### [Dataset records]
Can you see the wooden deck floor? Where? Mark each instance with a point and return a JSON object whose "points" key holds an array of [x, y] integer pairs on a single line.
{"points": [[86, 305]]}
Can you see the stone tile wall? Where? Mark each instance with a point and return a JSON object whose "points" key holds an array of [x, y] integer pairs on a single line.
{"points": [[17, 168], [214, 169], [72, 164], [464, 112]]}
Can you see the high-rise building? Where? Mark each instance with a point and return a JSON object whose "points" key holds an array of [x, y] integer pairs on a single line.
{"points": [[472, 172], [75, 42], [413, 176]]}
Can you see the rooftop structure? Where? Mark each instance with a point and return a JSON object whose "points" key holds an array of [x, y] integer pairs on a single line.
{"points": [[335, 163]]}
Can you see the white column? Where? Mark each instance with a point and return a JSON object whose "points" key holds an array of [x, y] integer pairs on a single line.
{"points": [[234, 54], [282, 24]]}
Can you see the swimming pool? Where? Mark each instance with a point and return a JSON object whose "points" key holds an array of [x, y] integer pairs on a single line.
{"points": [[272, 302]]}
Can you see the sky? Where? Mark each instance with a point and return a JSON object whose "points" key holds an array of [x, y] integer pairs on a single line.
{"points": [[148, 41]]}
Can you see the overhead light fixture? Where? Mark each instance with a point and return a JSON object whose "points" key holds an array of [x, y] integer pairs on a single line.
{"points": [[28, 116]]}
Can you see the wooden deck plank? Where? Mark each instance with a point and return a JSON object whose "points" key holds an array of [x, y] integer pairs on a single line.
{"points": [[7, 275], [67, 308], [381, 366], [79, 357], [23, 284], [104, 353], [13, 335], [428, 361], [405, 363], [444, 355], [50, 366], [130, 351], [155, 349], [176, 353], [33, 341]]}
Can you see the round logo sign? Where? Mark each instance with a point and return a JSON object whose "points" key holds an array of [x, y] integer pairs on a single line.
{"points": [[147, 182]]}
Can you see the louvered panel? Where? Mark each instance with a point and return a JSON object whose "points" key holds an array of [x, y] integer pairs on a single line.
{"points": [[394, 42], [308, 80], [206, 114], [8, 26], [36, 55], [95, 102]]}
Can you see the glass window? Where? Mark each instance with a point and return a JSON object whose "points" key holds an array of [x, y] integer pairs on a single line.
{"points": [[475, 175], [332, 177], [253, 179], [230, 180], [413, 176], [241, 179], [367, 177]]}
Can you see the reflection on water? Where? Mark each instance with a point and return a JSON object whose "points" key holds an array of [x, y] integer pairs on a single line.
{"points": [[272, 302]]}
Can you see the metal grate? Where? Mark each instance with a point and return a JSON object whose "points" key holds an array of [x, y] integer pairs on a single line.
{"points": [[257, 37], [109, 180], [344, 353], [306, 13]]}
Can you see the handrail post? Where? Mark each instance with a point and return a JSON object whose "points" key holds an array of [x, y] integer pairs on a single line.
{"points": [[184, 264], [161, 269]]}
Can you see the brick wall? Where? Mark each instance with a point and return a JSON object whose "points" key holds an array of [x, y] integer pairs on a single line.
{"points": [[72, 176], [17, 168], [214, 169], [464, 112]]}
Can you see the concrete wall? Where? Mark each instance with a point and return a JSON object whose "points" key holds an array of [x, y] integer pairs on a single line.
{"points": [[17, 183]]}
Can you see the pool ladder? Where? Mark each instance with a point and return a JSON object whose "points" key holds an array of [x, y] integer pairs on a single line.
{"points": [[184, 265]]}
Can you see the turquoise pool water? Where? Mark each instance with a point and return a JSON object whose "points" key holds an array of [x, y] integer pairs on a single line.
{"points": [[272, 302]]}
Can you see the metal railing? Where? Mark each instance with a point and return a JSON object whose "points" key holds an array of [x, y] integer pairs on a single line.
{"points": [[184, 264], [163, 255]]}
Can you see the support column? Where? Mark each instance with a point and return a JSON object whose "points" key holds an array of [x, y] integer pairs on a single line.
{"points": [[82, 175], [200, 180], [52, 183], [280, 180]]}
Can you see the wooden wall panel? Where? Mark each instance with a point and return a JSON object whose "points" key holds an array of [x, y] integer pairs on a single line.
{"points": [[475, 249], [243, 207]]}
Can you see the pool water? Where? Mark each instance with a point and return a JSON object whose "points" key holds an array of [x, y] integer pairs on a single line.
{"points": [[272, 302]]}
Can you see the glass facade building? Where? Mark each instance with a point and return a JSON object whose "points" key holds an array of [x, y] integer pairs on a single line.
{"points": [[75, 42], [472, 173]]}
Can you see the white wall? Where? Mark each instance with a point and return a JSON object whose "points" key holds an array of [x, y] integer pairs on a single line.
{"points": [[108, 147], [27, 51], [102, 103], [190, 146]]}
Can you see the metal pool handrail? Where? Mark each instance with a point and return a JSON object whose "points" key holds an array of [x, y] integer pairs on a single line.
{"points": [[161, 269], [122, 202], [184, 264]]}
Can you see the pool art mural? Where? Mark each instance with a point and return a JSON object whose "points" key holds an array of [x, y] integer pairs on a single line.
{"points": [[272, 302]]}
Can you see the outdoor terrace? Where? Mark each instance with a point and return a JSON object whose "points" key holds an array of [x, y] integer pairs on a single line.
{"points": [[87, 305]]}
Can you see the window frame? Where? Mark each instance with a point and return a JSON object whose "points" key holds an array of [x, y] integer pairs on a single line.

### [What to produce]
The records above should be set down again word for word.

### [The answer]
Can you see the wooden deck floor? Where? Mark each instance with a point and return a JSON object whose "points" key holds an array of [x, y] integer pairs on a single line.
{"points": [[86, 305]]}
Can you see the stone tile wall? Where? Mark each instance with a point and return a JSON object whose "points" key holds an array of [x, y] integer pairs on a single line.
{"points": [[17, 168], [214, 169], [72, 164], [464, 112]]}
Can you see the high-rise building? Where? Mark each instance with a point and return a JSON object whose "points" key holds an array of [x, y] integer pairs on a single line.
{"points": [[472, 172], [75, 42], [413, 176]]}
Can you see the rooftop structure? Where? Mark each instance with a point and return a JSON object whose "points" key holds an array of [x, y] integer pairs on a single line.
{"points": [[335, 163]]}
Can you see the white column? Where? Mark each instance with a point and return a JSON object whose "points" key holds an array of [x, y] integer pairs on a single line.
{"points": [[234, 54], [282, 24]]}
Can you see the swimming pool? Where? Mark each instance with a point and return a JSON object whose "points" key holds an array of [x, y] integer pairs on a single line.
{"points": [[272, 302]]}
Can you see the sky? Where? Mark each instance with a point and return a JSON object whose "points" key holds an array of [x, y] integer pairs on a single line.
{"points": [[148, 41]]}
Can you see the overhead light fixture? Where? Mark each instance with a point and return a JSON object whose "points" key holds an array of [x, y] integer pairs on a single line.
{"points": [[28, 116]]}
Can you see the wooden deck plank? Where? Mark each instance with a point and return a JSON object whose "points" key holds an array of [x, y] integer pairs on a single line.
{"points": [[7, 275], [67, 308], [381, 366], [79, 357], [23, 284], [104, 353], [13, 335], [428, 361], [405, 363], [444, 355], [50, 366], [130, 351], [155, 349], [176, 353], [33, 341]]}
Can you see the round logo sign? Where? Mark each instance with a point and return a JSON object whose "points" key holds an array of [x, y] integer pairs on a single line.
{"points": [[147, 182]]}
Can you see the louvered panel? Where? Mark each instance with a point and return a JSON object whose "points" key holds an array of [x, y] integer pairs on a single line.
{"points": [[394, 42], [308, 80], [206, 114], [8, 26], [36, 55], [95, 102]]}
Can you see the glass window? Where? Mark each instance with a point and return a JSON object whose "points" key holds an array of [x, y] integer pairs on a single line.
{"points": [[475, 175], [332, 177], [253, 179], [230, 180], [413, 176], [241, 179], [367, 177]]}
Can you see the reflection on water? Where? Mark each instance with a point and return a JSON object whose "points" key holds an array of [x, y] integer pairs on a single line.
{"points": [[272, 302]]}
Can you see the metal grate? Where? Mark each instance with a point and return a JSON object whose "points" key holds an array of [x, y] integer pairs on a single line.
{"points": [[257, 37], [109, 180], [344, 353], [306, 13]]}
Can you see the handrail post? Where? Mark each instance with a point and return a JSON object whose "points" key holds an array of [x, y] integer pairs on a single line.
{"points": [[184, 264], [161, 269]]}
Can you see the brick wall? Where? Mark each instance with a point and return a JSON object whose "points" key holds an array of [x, y] integer pairs on a single line.
{"points": [[72, 176], [17, 168], [214, 169], [464, 112]]}
Can you see the concrete wall? Where? Mark each instance with a point and return a JSON object whose "points" key holds an array of [x, y] integer pairs on a single line.
{"points": [[17, 183]]}
Can you see the pool ladder? Where? Mark each instance with a point and return a JSON object whose "points" key holds an array of [x, y] integer pairs on a single line.
{"points": [[184, 265]]}
Can you see the turquoise pool water? Where? Mark each instance with a point and return a JSON object whose "points" key holds an array of [x, y] integer pairs on a single line.
{"points": [[272, 302]]}
Can you see the metal railing? Where? Mark each instance with a point and return a JSON object whose "points" key holds an array of [x, y] integer pairs on a single line.
{"points": [[184, 264], [163, 255]]}
Can you see the support column? Where? Mark each instance with a point and return a JSON object whose "points" key holds an array of [x, y] integer pairs on a single line.
{"points": [[82, 175], [200, 180], [52, 183], [280, 180]]}
Can you see the wooden wall panel? Where? Mark each instance with a point and return a JSON object whose "points" key holds an array of [x, y] integer pairs on a single line.
{"points": [[475, 249], [243, 207]]}
Can you see the pool water? Where? Mark each instance with a point and return a JSON object whose "points" key holds an array of [x, y] integer pairs on a single line.
{"points": [[272, 302]]}
Can you see the glass facade building? Where? Mark each instance with a point and return a JSON object whose "points" key holds an array of [x, y] integer pairs on a single line.
{"points": [[75, 42], [472, 173]]}
Can you see the white wall? Where? Mark each instance with a point and return a JSON object whose "points" key holds an array of [x, y] integer pairs on a single line.
{"points": [[108, 147], [27, 51], [102, 103], [190, 146]]}
Can you see the metal pool handrail? Where? Mark each instance with a point and return a JSON object whose "points" key holds an array of [x, y] integer pairs on a single line.
{"points": [[161, 269], [122, 202], [184, 264]]}
Can you see the pool art mural? Where? Mark each instance with a point and return a JSON object whose "points" key holds an array of [x, y] integer pairs on a single line.
{"points": [[272, 302]]}
Can you see the outdoor terrace? Where? Mark each instance with a point and return a JSON object whose "points" key holds an array of [x, y] integer pairs on a single line.
{"points": [[87, 305]]}
Can you see the window frame? Where? Mark each instance with a point and return a JSON object whose "points" key holds an array of [x, y] integer pairs on a single line.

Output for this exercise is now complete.